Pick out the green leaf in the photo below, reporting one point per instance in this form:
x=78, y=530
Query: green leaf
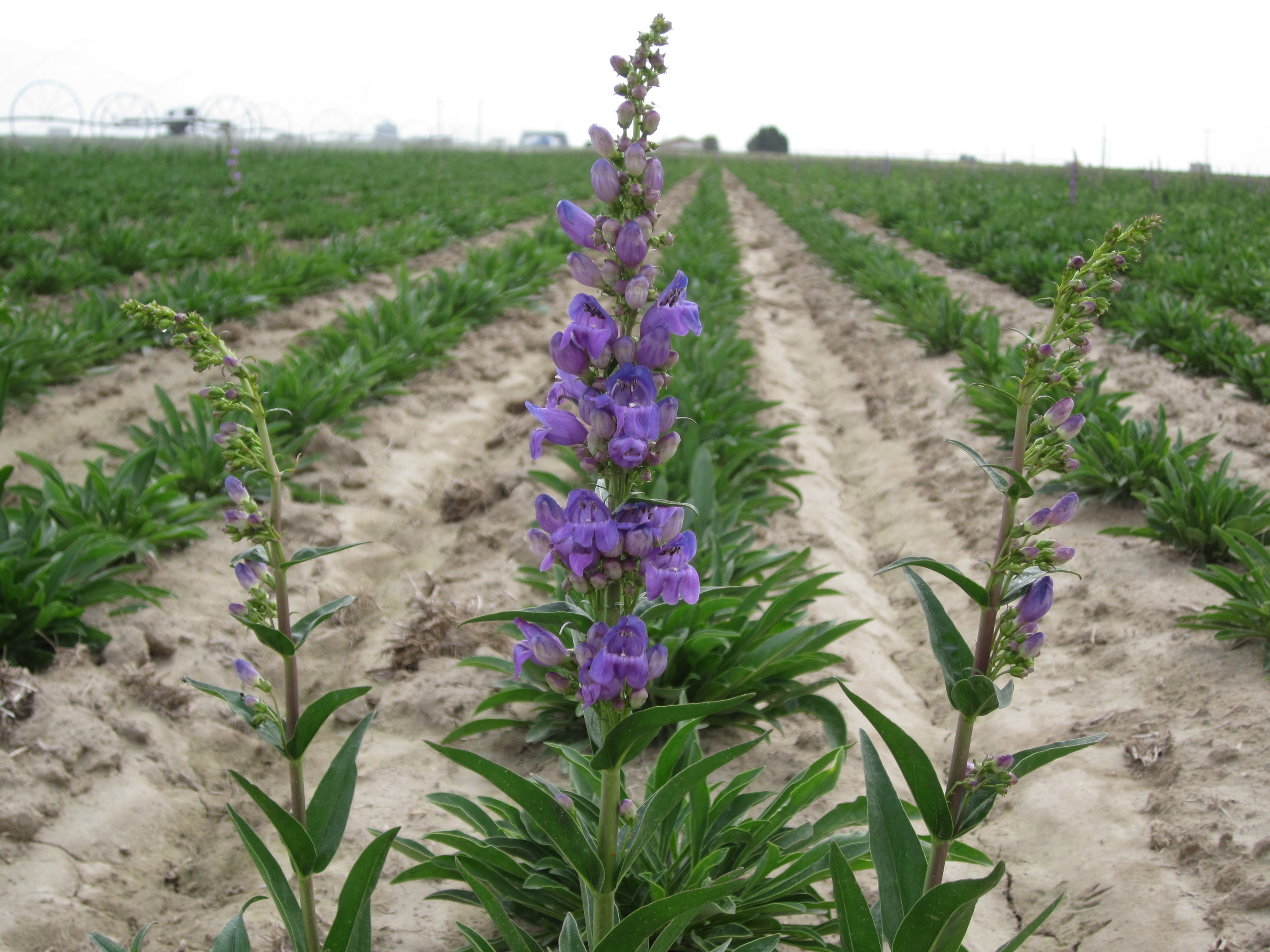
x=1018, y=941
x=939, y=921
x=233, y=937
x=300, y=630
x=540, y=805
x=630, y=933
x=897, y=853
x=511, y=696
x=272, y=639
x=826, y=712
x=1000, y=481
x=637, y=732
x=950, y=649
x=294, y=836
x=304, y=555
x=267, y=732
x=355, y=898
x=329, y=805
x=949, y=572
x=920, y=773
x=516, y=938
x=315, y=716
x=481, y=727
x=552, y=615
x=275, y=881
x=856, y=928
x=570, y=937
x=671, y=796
--
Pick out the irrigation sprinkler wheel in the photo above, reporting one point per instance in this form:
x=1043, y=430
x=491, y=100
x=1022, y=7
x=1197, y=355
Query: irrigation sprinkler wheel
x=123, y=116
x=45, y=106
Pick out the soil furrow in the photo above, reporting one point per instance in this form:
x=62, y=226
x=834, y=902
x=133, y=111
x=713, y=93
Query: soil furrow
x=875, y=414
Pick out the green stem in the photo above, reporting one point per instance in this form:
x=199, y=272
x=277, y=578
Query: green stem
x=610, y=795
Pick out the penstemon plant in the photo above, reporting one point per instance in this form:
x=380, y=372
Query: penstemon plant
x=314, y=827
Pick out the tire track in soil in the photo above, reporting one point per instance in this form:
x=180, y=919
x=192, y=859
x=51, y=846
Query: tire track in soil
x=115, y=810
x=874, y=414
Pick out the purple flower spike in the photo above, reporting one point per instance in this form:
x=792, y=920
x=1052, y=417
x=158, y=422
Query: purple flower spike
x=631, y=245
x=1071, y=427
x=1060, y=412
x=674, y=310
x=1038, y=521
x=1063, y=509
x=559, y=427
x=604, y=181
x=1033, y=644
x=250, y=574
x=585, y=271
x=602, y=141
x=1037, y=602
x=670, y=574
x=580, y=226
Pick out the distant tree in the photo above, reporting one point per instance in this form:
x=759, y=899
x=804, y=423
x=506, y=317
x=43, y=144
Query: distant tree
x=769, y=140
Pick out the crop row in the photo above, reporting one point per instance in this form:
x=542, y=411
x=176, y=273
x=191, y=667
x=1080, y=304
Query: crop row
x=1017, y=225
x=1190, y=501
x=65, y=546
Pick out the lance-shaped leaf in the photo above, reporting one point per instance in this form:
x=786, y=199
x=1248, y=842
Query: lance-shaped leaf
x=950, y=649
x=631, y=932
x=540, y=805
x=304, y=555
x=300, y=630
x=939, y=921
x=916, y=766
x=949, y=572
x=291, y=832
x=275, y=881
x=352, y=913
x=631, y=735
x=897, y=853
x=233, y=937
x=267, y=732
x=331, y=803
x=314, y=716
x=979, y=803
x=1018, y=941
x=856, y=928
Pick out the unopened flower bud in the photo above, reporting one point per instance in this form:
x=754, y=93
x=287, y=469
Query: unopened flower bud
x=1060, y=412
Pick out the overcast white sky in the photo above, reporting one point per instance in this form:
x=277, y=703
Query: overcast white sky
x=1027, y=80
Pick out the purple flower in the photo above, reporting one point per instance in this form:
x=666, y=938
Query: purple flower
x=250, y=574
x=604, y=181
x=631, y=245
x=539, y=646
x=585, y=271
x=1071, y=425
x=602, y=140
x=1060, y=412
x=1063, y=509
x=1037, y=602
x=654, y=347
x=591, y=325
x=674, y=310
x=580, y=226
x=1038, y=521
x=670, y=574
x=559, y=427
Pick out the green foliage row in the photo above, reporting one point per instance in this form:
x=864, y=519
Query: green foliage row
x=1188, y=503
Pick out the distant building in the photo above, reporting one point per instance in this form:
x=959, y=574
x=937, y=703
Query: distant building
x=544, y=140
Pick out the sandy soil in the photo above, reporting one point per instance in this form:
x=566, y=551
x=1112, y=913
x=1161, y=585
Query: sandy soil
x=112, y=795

▶ [WHAT THIS TASK INVOLVES] Going back to the entries above, set down exactly the lines that begin at the one with "x=1052, y=417" and end at the one with "Pick out the lance-shaped", both included, and nothing else.

▶ [RESPONSE BELOW]
x=1052, y=417
x=158, y=422
Query: purple flower spike
x=631, y=245
x=1071, y=427
x=1060, y=412
x=674, y=310
x=1038, y=521
x=1063, y=509
x=559, y=427
x=604, y=181
x=1033, y=644
x=250, y=574
x=585, y=271
x=602, y=141
x=1037, y=602
x=670, y=574
x=580, y=226
Pick out the distant tree in the photo above, reporting one point per instance in this form:
x=759, y=899
x=804, y=423
x=506, y=317
x=43, y=144
Query: distant tree
x=769, y=140
Pick out the crop row in the photo above, reporting one point per instance in this form:
x=542, y=411
x=176, y=273
x=191, y=667
x=1080, y=304
Query: crop row
x=1017, y=225
x=1190, y=501
x=65, y=546
Pick out the lance-shaped leaf in the photo above, reporting one point per instance in this form:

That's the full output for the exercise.